■ Given instruction ■
Go to the line that contains "Note: one point per instance of the white window" and extract it along with every line after it, exactly, through the end of the data below.

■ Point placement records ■
--------------------------------

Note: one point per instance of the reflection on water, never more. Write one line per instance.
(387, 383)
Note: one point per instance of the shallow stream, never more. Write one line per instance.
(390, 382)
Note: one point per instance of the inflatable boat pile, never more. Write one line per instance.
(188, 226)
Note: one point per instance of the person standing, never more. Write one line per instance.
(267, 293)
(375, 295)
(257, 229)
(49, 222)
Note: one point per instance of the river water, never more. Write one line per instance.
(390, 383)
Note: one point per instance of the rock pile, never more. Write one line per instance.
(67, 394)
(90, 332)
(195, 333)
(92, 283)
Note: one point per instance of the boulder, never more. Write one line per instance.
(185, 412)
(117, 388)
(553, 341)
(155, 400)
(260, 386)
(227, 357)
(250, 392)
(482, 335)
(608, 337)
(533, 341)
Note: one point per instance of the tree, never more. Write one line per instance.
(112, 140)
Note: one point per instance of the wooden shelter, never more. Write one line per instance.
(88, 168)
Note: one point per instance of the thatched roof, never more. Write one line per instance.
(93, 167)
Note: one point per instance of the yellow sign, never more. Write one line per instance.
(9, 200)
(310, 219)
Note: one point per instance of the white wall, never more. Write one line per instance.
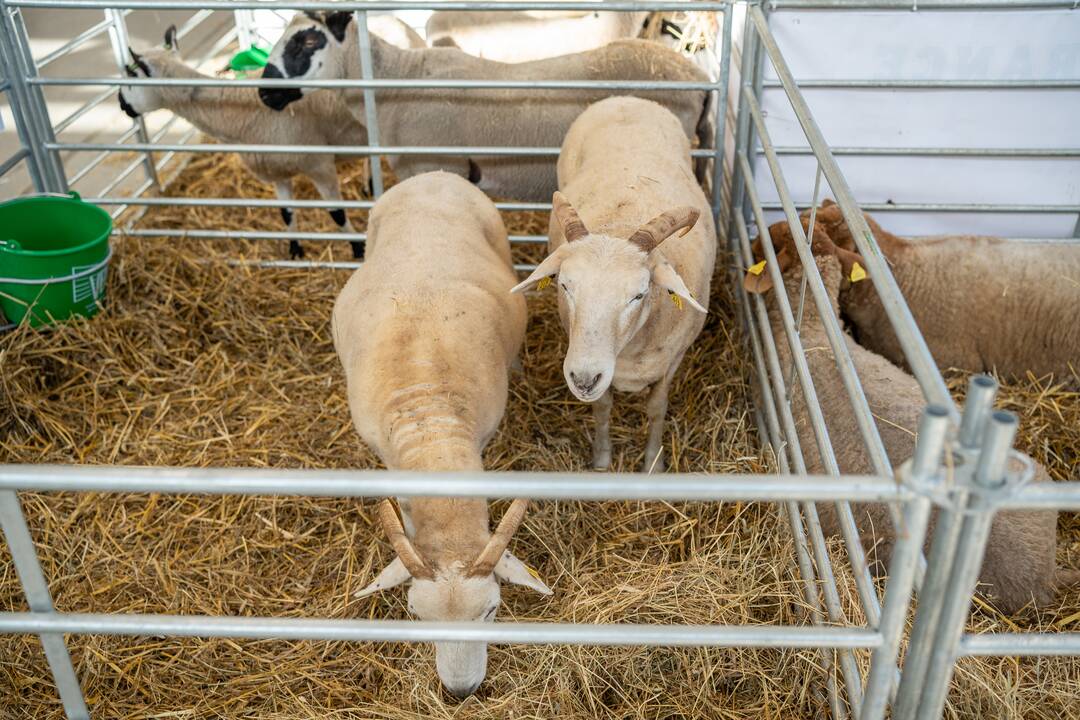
(921, 45)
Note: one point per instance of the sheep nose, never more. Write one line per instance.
(583, 382)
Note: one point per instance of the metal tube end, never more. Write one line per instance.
(982, 390)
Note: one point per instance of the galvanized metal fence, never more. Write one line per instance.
(967, 490)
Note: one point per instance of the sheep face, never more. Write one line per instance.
(456, 592)
(312, 48)
(136, 100)
(608, 287)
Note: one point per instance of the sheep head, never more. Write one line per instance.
(312, 48)
(608, 288)
(758, 280)
(136, 100)
(458, 592)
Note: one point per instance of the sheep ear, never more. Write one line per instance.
(392, 575)
(171, 38)
(337, 22)
(547, 269)
(664, 275)
(509, 569)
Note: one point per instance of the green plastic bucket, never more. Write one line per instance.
(54, 256)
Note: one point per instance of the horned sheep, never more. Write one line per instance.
(626, 187)
(426, 331)
(325, 45)
(1018, 566)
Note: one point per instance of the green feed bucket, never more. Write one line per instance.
(54, 256)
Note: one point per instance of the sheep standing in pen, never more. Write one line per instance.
(982, 303)
(520, 37)
(631, 300)
(324, 45)
(1018, 565)
(427, 331)
(235, 114)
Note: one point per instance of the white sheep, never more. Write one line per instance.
(324, 45)
(1018, 565)
(520, 37)
(426, 331)
(981, 303)
(621, 296)
(235, 114)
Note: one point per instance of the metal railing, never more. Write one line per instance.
(966, 493)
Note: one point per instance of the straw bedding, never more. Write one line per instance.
(199, 364)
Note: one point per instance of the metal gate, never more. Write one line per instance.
(967, 490)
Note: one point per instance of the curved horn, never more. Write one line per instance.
(568, 218)
(401, 543)
(500, 539)
(663, 226)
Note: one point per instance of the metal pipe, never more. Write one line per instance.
(989, 475)
(910, 340)
(40, 600)
(413, 83)
(1021, 643)
(388, 483)
(922, 474)
(410, 630)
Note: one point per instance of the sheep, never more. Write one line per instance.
(982, 303)
(426, 331)
(626, 160)
(1018, 565)
(520, 37)
(235, 114)
(319, 45)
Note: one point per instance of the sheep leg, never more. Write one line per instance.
(657, 409)
(284, 190)
(326, 182)
(602, 438)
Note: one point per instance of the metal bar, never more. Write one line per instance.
(327, 149)
(14, 160)
(856, 556)
(954, 207)
(900, 315)
(392, 483)
(850, 673)
(40, 600)
(922, 473)
(120, 44)
(1021, 643)
(379, 83)
(933, 152)
(721, 114)
(410, 630)
(242, 234)
(931, 84)
(979, 403)
(989, 476)
(370, 114)
(75, 42)
(383, 5)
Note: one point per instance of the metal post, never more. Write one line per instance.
(920, 476)
(118, 35)
(990, 476)
(977, 405)
(372, 118)
(38, 597)
(27, 103)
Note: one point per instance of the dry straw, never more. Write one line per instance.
(199, 364)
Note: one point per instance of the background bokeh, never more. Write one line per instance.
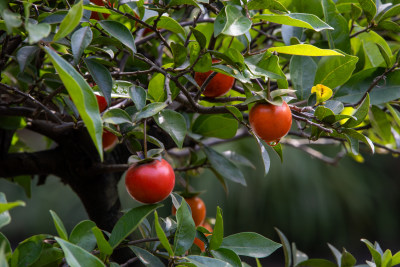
(311, 202)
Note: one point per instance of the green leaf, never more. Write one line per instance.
(266, 4)
(28, 251)
(161, 235)
(82, 95)
(381, 124)
(250, 244)
(167, 23)
(80, 40)
(221, 126)
(308, 21)
(173, 123)
(70, 21)
(102, 243)
(120, 32)
(62, 232)
(37, 31)
(12, 20)
(355, 88)
(200, 38)
(129, 222)
(228, 256)
(146, 257)
(335, 71)
(317, 263)
(116, 116)
(150, 110)
(224, 167)
(230, 21)
(201, 261)
(102, 78)
(218, 232)
(339, 37)
(185, 229)
(302, 74)
(304, 50)
(369, 8)
(347, 260)
(138, 96)
(360, 114)
(76, 256)
(83, 236)
(286, 248)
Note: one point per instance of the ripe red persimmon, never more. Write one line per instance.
(198, 209)
(109, 140)
(150, 182)
(219, 85)
(95, 15)
(270, 122)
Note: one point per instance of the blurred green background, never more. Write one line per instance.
(311, 202)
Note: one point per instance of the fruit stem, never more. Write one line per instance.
(145, 138)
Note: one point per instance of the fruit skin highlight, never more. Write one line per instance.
(219, 85)
(150, 182)
(270, 122)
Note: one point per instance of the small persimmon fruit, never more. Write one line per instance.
(270, 122)
(150, 182)
(219, 85)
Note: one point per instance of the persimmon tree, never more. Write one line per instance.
(335, 63)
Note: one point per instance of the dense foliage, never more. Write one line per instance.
(335, 63)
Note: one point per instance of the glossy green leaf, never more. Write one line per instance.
(102, 243)
(335, 71)
(102, 77)
(150, 110)
(304, 50)
(266, 4)
(161, 235)
(185, 229)
(228, 256)
(250, 244)
(83, 236)
(302, 74)
(308, 21)
(173, 123)
(62, 232)
(138, 96)
(146, 257)
(120, 32)
(230, 21)
(201, 261)
(355, 88)
(224, 166)
(381, 124)
(339, 37)
(220, 126)
(360, 114)
(37, 31)
(167, 23)
(28, 251)
(369, 8)
(70, 21)
(317, 263)
(129, 222)
(80, 40)
(218, 232)
(82, 96)
(76, 256)
(116, 116)
(287, 251)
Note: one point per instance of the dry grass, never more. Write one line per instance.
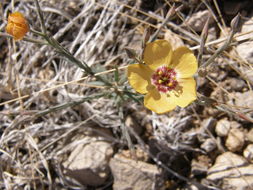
(47, 103)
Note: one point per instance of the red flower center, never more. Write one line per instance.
(164, 78)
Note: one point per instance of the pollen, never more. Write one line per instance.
(164, 79)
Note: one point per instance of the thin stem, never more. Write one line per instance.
(41, 18)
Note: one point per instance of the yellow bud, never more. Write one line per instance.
(17, 25)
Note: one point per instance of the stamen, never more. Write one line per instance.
(164, 79)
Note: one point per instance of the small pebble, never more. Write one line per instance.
(209, 145)
(222, 128)
(235, 140)
(248, 152)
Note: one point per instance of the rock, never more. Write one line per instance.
(88, 163)
(233, 171)
(234, 84)
(198, 167)
(222, 128)
(248, 152)
(250, 135)
(235, 140)
(130, 122)
(198, 20)
(209, 124)
(209, 145)
(129, 174)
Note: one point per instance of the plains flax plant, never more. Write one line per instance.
(166, 78)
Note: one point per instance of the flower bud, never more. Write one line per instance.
(17, 25)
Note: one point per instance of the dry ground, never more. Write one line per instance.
(48, 106)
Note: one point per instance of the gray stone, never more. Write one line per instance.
(235, 140)
(134, 175)
(248, 152)
(233, 171)
(250, 135)
(209, 145)
(88, 163)
(222, 128)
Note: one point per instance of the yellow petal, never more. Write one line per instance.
(185, 93)
(139, 77)
(9, 28)
(18, 32)
(158, 102)
(157, 53)
(184, 62)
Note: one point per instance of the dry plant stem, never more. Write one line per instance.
(169, 14)
(66, 105)
(42, 22)
(55, 44)
(218, 51)
(203, 41)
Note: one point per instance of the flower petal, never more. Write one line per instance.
(184, 62)
(185, 93)
(158, 102)
(157, 53)
(139, 77)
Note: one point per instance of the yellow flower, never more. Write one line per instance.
(17, 25)
(166, 77)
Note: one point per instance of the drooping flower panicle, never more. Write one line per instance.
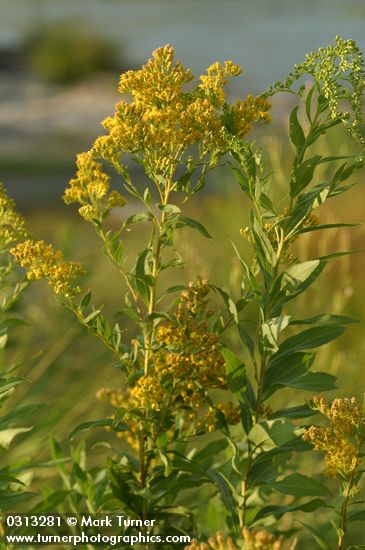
(42, 261)
(12, 224)
(338, 441)
(162, 120)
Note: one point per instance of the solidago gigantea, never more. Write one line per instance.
(42, 261)
(341, 440)
(186, 366)
(252, 540)
(12, 224)
(161, 121)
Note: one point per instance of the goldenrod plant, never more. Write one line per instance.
(14, 420)
(199, 402)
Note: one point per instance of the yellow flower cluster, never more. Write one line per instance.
(262, 540)
(186, 365)
(90, 188)
(121, 398)
(338, 439)
(188, 362)
(42, 261)
(162, 120)
(217, 77)
(273, 234)
(252, 540)
(12, 224)
(230, 410)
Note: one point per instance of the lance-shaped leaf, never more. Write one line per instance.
(299, 485)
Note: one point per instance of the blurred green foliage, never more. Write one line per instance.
(63, 54)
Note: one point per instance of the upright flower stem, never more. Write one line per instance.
(344, 507)
(155, 266)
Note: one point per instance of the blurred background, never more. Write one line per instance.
(59, 67)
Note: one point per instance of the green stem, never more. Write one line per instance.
(343, 513)
(155, 268)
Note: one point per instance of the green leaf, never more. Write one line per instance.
(303, 175)
(301, 411)
(241, 179)
(85, 300)
(50, 503)
(194, 224)
(236, 371)
(325, 319)
(7, 436)
(271, 330)
(315, 381)
(319, 227)
(299, 485)
(279, 511)
(264, 251)
(140, 217)
(171, 209)
(210, 451)
(295, 130)
(358, 515)
(9, 501)
(94, 424)
(292, 371)
(311, 338)
(10, 479)
(295, 280)
(319, 538)
(92, 316)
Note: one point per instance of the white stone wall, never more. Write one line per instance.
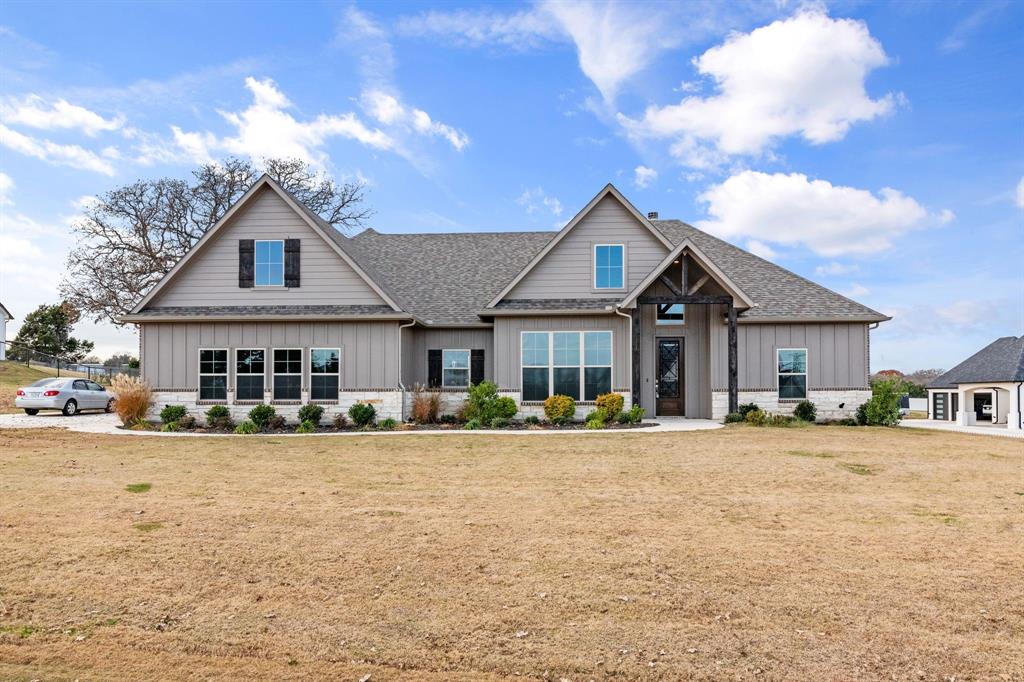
(826, 401)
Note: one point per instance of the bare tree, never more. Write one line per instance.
(132, 236)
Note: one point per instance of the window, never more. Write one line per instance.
(792, 373)
(608, 266)
(269, 263)
(573, 364)
(287, 374)
(673, 313)
(325, 367)
(456, 368)
(249, 374)
(213, 374)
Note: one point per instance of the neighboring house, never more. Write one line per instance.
(4, 316)
(984, 388)
(275, 305)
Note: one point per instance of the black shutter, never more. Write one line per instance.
(476, 366)
(434, 368)
(292, 263)
(247, 263)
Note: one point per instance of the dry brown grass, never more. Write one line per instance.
(817, 553)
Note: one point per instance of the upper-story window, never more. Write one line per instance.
(609, 266)
(269, 263)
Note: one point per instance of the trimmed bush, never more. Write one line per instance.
(134, 397)
(805, 411)
(172, 413)
(311, 413)
(611, 403)
(559, 407)
(261, 414)
(363, 414)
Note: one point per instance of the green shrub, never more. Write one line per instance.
(805, 411)
(363, 414)
(261, 414)
(611, 403)
(756, 417)
(311, 413)
(172, 413)
(559, 407)
(747, 409)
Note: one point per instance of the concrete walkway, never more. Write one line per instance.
(103, 423)
(999, 431)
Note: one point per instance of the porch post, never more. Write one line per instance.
(635, 328)
(733, 361)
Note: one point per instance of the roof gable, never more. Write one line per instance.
(366, 288)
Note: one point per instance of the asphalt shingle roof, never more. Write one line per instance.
(1000, 360)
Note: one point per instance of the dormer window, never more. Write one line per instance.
(269, 263)
(609, 266)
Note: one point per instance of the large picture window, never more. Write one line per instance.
(792, 373)
(249, 371)
(573, 364)
(609, 266)
(287, 374)
(455, 366)
(325, 368)
(213, 374)
(269, 262)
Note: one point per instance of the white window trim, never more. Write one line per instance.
(235, 372)
(273, 374)
(284, 258)
(469, 367)
(201, 374)
(324, 374)
(807, 387)
(593, 268)
(550, 367)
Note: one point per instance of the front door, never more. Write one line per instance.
(670, 378)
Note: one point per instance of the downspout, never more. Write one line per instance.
(401, 386)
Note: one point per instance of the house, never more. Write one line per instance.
(983, 389)
(4, 316)
(274, 305)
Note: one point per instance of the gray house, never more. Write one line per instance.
(983, 389)
(274, 305)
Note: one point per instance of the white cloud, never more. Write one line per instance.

--------------------------------

■ Task solution ■
Note: one point per instance of the white window trim, never more. Write one line per instance.
(235, 372)
(273, 374)
(284, 258)
(469, 367)
(201, 374)
(324, 374)
(807, 387)
(593, 268)
(550, 367)
Note: one point per instance of the front door, never more. Write one line per instance.
(670, 378)
Note: one point per instance of the downspout, never more. Write one line per instance.
(401, 386)
Note: one point per instance of the house, never more. Write one line per instance.
(983, 389)
(4, 316)
(274, 305)
Note: one point per instance of the gray house, never more. Write one line per instance.
(983, 389)
(274, 305)
Note: one point per instance of the white cloud, never more. Write one line per instance.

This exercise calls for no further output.